SHORT TASK: Locate the line with "Could you point to the white cabinet" in the material. Copy that line and each one after it, through the last, exactly and with nothing else.

EXTRACTED MATERIAL:
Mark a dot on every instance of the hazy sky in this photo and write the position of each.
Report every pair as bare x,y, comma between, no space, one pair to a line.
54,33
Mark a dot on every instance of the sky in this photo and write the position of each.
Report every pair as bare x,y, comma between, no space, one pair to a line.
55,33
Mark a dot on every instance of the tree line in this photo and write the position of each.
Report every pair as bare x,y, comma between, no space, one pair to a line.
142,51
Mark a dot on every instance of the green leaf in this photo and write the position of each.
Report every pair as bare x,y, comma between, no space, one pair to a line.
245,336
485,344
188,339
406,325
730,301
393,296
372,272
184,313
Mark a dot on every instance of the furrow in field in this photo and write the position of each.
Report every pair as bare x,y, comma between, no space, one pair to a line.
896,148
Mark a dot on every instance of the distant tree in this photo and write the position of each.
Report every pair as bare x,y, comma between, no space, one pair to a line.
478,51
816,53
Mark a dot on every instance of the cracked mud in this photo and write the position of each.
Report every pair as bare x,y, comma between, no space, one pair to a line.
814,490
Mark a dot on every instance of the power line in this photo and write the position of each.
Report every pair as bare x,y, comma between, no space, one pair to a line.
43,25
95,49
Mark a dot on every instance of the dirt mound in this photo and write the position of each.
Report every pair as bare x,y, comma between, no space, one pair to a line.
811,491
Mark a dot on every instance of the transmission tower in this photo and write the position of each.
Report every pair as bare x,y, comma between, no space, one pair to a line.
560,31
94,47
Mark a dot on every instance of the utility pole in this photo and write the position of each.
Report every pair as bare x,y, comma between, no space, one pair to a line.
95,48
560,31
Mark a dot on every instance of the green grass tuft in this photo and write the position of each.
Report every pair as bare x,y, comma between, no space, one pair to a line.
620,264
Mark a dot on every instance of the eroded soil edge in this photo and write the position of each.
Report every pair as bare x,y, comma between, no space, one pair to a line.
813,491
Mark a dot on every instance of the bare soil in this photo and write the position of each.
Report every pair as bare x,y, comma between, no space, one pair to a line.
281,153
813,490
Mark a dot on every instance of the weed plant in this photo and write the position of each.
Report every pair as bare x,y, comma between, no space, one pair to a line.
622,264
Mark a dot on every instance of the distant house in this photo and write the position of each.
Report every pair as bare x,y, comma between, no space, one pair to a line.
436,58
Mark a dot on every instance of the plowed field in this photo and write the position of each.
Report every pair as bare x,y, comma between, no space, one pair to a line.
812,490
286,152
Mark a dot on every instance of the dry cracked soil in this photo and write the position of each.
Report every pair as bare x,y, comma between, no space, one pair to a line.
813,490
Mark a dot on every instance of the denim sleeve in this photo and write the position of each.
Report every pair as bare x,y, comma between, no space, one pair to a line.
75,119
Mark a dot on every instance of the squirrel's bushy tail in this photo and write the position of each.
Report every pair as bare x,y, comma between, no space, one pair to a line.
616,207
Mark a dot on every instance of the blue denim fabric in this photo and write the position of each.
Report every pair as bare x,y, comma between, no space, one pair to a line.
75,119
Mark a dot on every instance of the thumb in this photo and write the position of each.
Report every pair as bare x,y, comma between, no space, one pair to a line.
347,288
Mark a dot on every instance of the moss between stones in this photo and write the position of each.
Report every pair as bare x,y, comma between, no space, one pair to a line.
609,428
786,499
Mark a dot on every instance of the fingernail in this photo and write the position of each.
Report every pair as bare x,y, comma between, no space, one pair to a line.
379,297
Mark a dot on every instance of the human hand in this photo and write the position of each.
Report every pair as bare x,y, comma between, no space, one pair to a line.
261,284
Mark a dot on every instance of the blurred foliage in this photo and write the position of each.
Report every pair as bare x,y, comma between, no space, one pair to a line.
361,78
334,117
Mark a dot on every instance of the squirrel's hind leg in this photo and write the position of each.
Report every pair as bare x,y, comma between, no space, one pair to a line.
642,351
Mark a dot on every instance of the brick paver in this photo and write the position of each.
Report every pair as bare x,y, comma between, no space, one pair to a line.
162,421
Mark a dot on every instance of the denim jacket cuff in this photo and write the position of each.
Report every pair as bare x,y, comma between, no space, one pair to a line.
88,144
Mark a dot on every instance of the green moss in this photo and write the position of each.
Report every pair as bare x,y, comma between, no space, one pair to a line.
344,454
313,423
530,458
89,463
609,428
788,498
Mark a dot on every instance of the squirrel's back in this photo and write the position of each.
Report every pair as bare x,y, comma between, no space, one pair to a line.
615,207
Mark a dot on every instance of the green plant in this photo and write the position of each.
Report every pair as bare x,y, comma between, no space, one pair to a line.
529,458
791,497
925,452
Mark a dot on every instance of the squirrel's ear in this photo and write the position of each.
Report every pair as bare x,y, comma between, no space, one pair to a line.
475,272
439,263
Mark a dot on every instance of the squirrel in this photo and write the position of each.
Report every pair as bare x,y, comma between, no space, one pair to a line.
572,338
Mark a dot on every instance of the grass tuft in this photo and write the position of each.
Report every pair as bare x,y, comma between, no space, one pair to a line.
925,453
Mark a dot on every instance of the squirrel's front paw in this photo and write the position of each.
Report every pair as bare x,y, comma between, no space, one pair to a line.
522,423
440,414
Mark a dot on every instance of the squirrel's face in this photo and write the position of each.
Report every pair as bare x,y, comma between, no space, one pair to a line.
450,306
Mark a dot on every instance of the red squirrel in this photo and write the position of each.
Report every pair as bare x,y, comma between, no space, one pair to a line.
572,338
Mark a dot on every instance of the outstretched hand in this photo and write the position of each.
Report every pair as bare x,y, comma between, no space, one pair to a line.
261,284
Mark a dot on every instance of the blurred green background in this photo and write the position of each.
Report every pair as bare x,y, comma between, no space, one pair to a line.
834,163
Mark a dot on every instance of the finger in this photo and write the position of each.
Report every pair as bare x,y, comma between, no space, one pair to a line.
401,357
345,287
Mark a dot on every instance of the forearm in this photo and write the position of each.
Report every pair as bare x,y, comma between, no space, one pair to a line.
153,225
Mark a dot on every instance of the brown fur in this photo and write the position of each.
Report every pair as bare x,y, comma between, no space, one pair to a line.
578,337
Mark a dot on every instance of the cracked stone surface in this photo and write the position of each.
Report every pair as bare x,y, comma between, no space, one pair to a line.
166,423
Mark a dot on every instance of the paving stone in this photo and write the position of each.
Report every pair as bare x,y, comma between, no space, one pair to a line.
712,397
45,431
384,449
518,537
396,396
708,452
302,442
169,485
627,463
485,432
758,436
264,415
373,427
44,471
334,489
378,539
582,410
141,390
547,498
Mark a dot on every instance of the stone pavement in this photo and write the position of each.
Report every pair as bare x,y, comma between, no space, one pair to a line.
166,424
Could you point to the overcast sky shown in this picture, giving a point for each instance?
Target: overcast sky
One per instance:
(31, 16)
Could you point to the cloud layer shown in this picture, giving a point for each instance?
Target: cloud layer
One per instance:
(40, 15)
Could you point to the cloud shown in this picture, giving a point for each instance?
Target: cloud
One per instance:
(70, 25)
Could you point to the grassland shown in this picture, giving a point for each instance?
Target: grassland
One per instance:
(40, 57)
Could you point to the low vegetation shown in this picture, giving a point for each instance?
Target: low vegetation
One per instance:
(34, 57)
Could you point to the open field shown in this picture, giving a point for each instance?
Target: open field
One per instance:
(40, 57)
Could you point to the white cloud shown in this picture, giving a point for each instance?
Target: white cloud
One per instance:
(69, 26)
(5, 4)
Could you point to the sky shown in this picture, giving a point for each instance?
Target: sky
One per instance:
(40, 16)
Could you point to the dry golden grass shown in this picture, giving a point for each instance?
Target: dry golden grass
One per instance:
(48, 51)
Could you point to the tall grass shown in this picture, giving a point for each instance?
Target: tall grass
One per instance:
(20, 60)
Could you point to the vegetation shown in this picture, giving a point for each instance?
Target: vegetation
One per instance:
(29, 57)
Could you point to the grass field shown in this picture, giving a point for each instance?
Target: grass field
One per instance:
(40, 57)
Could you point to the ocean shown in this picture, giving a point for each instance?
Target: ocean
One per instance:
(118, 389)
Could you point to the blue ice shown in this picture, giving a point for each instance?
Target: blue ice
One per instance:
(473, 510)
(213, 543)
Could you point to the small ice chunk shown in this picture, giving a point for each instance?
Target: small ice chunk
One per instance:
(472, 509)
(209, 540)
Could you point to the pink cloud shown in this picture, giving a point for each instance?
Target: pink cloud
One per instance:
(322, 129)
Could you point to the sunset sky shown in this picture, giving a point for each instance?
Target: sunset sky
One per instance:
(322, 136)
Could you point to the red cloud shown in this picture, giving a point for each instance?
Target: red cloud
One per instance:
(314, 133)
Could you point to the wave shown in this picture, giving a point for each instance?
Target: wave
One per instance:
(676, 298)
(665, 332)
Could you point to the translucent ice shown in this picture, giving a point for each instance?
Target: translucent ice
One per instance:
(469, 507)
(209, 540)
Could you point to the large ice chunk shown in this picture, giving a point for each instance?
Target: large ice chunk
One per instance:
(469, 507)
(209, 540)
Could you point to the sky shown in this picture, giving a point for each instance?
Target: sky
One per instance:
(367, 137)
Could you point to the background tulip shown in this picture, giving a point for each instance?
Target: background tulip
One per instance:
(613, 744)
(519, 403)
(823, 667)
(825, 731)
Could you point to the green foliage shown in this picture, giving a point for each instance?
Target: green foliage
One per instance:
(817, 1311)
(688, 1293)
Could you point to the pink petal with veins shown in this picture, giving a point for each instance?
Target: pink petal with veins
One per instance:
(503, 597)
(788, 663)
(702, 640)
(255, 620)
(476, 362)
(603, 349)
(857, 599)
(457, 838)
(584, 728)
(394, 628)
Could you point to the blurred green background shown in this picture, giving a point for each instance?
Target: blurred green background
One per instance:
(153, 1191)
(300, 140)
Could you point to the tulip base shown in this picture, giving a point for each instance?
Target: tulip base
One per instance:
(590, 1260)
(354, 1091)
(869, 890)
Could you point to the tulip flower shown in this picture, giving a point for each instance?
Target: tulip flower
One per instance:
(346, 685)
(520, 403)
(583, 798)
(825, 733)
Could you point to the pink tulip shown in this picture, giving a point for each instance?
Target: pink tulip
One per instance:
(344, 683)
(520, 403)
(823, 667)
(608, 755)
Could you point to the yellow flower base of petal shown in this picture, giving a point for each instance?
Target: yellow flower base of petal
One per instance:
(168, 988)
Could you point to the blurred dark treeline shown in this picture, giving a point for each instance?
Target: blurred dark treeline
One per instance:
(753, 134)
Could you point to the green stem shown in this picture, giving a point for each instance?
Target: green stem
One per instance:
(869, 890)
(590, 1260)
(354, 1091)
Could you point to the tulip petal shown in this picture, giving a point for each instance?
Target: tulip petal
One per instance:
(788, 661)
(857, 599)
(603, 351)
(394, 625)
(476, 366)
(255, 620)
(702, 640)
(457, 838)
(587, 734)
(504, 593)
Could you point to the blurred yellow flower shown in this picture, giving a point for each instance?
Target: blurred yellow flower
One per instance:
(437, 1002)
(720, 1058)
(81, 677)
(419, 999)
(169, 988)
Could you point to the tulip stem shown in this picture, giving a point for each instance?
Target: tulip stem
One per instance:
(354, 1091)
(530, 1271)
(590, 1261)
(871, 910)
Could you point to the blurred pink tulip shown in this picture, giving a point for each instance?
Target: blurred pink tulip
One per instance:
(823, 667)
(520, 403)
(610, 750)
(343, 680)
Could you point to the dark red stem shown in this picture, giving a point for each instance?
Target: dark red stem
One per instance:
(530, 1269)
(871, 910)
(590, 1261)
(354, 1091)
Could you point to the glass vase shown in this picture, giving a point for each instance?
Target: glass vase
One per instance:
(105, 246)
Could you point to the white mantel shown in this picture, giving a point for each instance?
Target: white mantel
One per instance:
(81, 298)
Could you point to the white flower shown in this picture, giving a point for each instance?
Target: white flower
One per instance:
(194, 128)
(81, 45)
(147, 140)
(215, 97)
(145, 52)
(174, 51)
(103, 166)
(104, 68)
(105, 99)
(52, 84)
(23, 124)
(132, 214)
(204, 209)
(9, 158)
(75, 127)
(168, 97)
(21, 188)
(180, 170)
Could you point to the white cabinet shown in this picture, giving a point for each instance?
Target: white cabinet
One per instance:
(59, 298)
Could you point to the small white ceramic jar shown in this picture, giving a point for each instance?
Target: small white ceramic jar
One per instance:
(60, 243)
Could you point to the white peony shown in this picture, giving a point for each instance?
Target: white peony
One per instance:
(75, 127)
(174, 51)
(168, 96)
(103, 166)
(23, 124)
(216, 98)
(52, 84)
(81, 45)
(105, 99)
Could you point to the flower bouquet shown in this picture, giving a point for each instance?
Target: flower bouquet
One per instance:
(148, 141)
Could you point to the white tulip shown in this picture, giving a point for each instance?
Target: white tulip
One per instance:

RESULT OF THIS TASK:
Could you point to the white cabinet shown in this picture, giving a point for each instance?
Target: white cabinet
One per instance:
(59, 298)
Could you point to the small white ceramic jar shown in this picture, giving a point for each instance?
Target: small white ceramic jar
One per instance:
(60, 243)
Could you point to the white peony shown in this picture, giving a point for each instance?
Target: white peony
One per instance:
(75, 127)
(174, 51)
(168, 96)
(103, 166)
(23, 124)
(216, 98)
(52, 84)
(81, 45)
(105, 99)
Could you point to the flower bouquet shown in this picture, giving a point for each instance?
Target: flower bouquet
One per instance:
(148, 141)
Could you point to the white tulip shown in this picture, giving a point for each instance?
Target: white tulip
One per instance:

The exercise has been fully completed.